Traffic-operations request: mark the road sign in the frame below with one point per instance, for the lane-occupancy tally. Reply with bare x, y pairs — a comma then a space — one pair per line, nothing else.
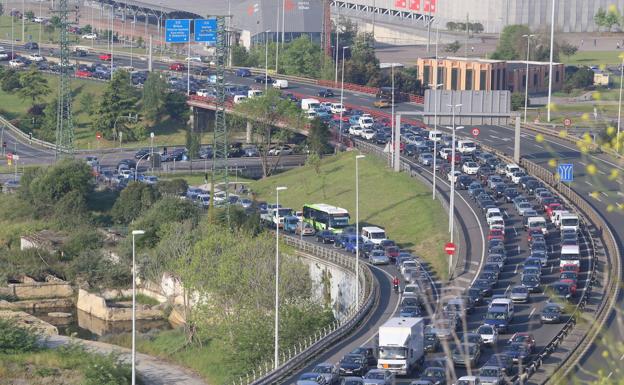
177, 31
566, 172
206, 31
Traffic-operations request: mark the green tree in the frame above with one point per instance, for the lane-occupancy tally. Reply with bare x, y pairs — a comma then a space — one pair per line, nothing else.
34, 86
154, 96
318, 137
301, 57
118, 99
453, 47
133, 201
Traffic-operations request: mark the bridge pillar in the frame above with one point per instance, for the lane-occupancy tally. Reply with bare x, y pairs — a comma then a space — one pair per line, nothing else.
248, 132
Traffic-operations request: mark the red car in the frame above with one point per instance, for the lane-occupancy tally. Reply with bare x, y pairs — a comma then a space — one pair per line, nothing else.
177, 67
496, 234
523, 338
571, 267
83, 74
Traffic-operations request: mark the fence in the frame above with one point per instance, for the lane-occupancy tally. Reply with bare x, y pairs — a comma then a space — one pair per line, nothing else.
294, 356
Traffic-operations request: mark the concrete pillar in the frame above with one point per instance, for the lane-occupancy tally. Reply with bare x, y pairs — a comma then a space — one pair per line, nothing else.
248, 132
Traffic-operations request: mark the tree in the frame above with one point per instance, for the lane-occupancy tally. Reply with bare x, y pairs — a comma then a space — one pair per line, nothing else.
568, 49
318, 137
34, 86
301, 58
452, 47
154, 96
267, 112
118, 99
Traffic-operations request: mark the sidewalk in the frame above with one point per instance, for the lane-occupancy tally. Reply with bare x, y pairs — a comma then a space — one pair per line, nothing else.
151, 369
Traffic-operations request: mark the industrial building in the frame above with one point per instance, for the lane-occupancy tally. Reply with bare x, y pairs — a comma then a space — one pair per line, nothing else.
461, 74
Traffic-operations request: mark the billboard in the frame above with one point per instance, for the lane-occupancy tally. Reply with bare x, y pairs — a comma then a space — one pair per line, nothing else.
177, 31
206, 31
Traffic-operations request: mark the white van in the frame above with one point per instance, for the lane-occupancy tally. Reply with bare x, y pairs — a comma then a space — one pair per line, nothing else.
504, 302
569, 221
570, 254
309, 104
280, 84
239, 99
436, 136
373, 234
254, 93
466, 146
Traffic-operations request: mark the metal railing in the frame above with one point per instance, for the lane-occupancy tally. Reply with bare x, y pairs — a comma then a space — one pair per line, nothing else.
293, 357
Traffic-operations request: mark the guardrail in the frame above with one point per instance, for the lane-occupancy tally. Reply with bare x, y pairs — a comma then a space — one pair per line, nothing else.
295, 356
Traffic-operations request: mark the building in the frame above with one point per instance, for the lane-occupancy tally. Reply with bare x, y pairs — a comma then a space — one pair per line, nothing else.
461, 74
494, 15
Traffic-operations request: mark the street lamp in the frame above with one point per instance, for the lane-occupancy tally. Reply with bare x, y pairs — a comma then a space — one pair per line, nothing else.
526, 82
435, 123
341, 98
276, 357
134, 234
266, 59
357, 230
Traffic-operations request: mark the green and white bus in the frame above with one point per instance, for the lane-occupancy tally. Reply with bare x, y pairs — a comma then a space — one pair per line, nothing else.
325, 217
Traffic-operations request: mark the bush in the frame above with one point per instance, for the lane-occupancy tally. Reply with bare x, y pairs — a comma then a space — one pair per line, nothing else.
15, 339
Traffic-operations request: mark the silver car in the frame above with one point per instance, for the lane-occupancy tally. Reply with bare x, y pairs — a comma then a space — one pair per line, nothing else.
379, 377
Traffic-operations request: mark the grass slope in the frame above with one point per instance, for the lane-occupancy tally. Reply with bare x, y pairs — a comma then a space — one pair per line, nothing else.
395, 202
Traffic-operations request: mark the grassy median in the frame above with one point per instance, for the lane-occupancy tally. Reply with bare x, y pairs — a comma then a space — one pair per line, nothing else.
396, 202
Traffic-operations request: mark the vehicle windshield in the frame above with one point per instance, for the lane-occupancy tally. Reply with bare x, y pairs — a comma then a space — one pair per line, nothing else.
392, 352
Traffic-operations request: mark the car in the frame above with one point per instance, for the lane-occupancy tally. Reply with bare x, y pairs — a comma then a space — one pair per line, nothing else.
378, 257
466, 354
519, 352
525, 338
519, 294
353, 365
488, 334
551, 313
328, 372
492, 375
435, 374
315, 377
379, 377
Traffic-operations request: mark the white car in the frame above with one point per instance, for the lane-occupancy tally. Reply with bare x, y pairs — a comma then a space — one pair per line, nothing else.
35, 57
368, 133
488, 333
470, 168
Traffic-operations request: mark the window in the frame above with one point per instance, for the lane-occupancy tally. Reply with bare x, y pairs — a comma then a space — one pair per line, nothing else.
482, 84
469, 76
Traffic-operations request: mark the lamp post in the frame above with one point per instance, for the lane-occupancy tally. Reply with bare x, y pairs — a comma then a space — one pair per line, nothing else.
134, 234
526, 81
357, 230
617, 137
435, 125
341, 98
276, 353
266, 59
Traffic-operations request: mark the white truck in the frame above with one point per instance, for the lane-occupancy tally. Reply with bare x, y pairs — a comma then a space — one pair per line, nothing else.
401, 345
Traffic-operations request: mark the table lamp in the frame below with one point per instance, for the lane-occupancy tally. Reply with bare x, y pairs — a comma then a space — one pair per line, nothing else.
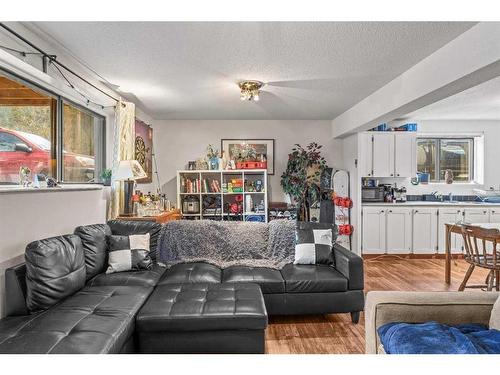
*-*-*
• SHORT TASK: Write out all of the data above again word for word, leaving out the pictures.

• THE REPLY:
Traffic-operations request: mark the road sign in the frame below with one point per instance, for the lane-occupancy tally. Reply with bare x, y pairs — a comma then a space — one pair per line, nothing else.
177, 31
566, 172
206, 31
Traffic-operations request: mark the green tree in the frame above with one point per instance, for the lane-occupancy tally. Reply with bare x, y pairs — a comma then a space — one pair per line, nothing else.
34, 86
154, 96
318, 137
301, 57
118, 99
453, 47
133, 201
Traffic-operations request: mark the bridge pillar in the frame above with one point per instance, for the lane-occupancy tally. Reply with bare x, y pairs — a comma then a space — one pair per line, nothing else.
248, 132
Traffic-operations request: mark the red car in the frame above with one point per instance, for the lane-occupancy tally. Reply with bare x, y pairs — a comma then a space — one pair per line, nothing else.
177, 67
496, 234
523, 338
571, 267
83, 74
Traffic-operations request: mark the fence in the frame above with one point per instance, for the lane-occupancy tally. Reply with bare x, y pairs — a comma then a space — one pair per line, nothing else.
294, 356
Traffic-operations request: mark the concrete pillar in the frame above with one point per instance, for the lane-occupancy tally. Reply with bare x, y pairs — a comma then a space — one pair per line, nothing else.
248, 132
Traffic-operations request: mark the tree in the frame above with one point per instance, for the lane-occupancy tally. Reply with bare x, y pairs — a comma then a space — one pair per line, nothing else.
568, 49
318, 137
34, 86
301, 58
452, 47
154, 96
267, 112
118, 99
Traffic-operations request: mark the sidewalk in the frame above with one point per instance, for the lane-occupancy tally. Reply with bare x, y pairs — a comma then a space — one pair per line, nothing else.
151, 369
Traffic-operations request: mark the industrial building in the frame above with one point per instance, for the lane-occupancy tally. Reply with bare x, y pairs — a comma then a space — one pair per line, nothing else.
461, 74
Traffic-operations request: mark the billboard in the frame above with one point per instance, for the lane-occupancy tally. Reply with bare x, y pairs — a comma then a space — one pair per line, nothing else.
177, 31
206, 31
Traffic-operations request: mark the white van in the frame above with one point per instance, for the lane-occupancy tally. Reply with bare x, y pairs — a comma then a space — one pair per line, nothing else.
504, 302
569, 221
570, 254
309, 104
280, 84
239, 99
436, 136
373, 234
254, 93
466, 146
Traffic-operations request: mark the metal railing in the frame above with one point per instance, for the lane-occupancy tally. Reply with bare x, y pairs — a comma then a space — one pair per line, nothing else.
293, 357
Traffic-operations request: mark the guardrail in the frame above with one point per instance, for the lane-occupancy tally. Reply with bare x, y pairs — a comma then a space — one pair per line, nothing else.
295, 356
Traffic-operations request: mark the building in the frame above with one point per instance, for the lane-occupancy tally. Reply with bare x, y pairs — a comma then a space — one pair per line, nothing else.
461, 74
494, 15
Traffic-operations request: mark the street lamp in the frame above with one point per instance, for the lane-occupancy tally. Reply with bare x, y pairs — a comma then a space — one pair per line, nothing else.
526, 82
435, 123
341, 98
276, 357
134, 234
266, 59
357, 230
Traffic-operations request: mark the green and white bus in the frame above with one point per instance, for the lane-occupancy tally. Reply with bare x, y pairs — a comma then a space — one pair per line, nothing else.
325, 217
Traffic-operations request: mark the bush in the frame above with one point per instance, for the lane-occupancy tally. Reply with bare x, y pairs — a comma then a space — one pair per line, nothing else.
15, 339
Traffic-operations request: mark the silver car in the frame above with one point per instance, for the lane-occupancy tally. Reply with bare x, y pairs — a comma then a space — one pair per line, nothing else.
379, 377
Traffic-operations request: mark the grass slope in the frame above with one point per instance, for the lane-occupancy tally. Reply with bare x, y pairs — a comma then a space — one pair per line, nothing else.
395, 202
Traffic-operations request: mark the grassy median in the frame above with one point per instance, for the lane-occupancy tally. Reply with bare x, y pairs — a comma then a space — one pair per line, nothing else.
396, 202
Traffic-operations request: mark the vehicle windshield in the frame above with one point per instance, for the lane-occupancy tally. Reply with bare x, y pairs — a comma then a space — one pair per line, nothing else.
392, 352
Traffic-operations request: mark the car in the frame above with one point per instance, for the lane-occupancy tally. Reply with bare x, y pairs — a comma then a space — one pair per line, nothing else.
378, 257
466, 354
519, 352
525, 338
519, 294
353, 365
488, 334
551, 313
328, 372
492, 375
435, 374
315, 377
379, 377
Traffic-operations request: mark the white car in the frame above with one point per instance, for the lane-occupancy tally. Reply with bare x, y pairs — a comma then a space — one pair per line, nothing else.
35, 57
368, 133
488, 333
470, 168
Traffic-operations request: mark the window in the frame above with one point per instance, for the lane-occupancy tally. Reply with bare x, y pairs — a comma then a space — one pair per line, nothing else.
482, 84
469, 76
Traffic-operations request: mark the lamp post in the frame above with one point per instance, for the lane-occupancy tally. Reply with bare x, y pairs — a comma then a space — one pair per line, nothing else.
134, 234
526, 81
357, 230
617, 137
435, 125
341, 98
276, 353
266, 59
Traffic-operations request: mark the white truck in the frame above with one point per instance, for the lane-occupancy tally. Reply with bare x, y pairs — a comma then a space — one pair per line, nothing else.
401, 345
Traffic-operations request: mark the table lamp in the frame below with one point per instance, for the lane-occupancy tally. Reply with bare x, y pairs — a comma then a space — one pair per line, nothing else.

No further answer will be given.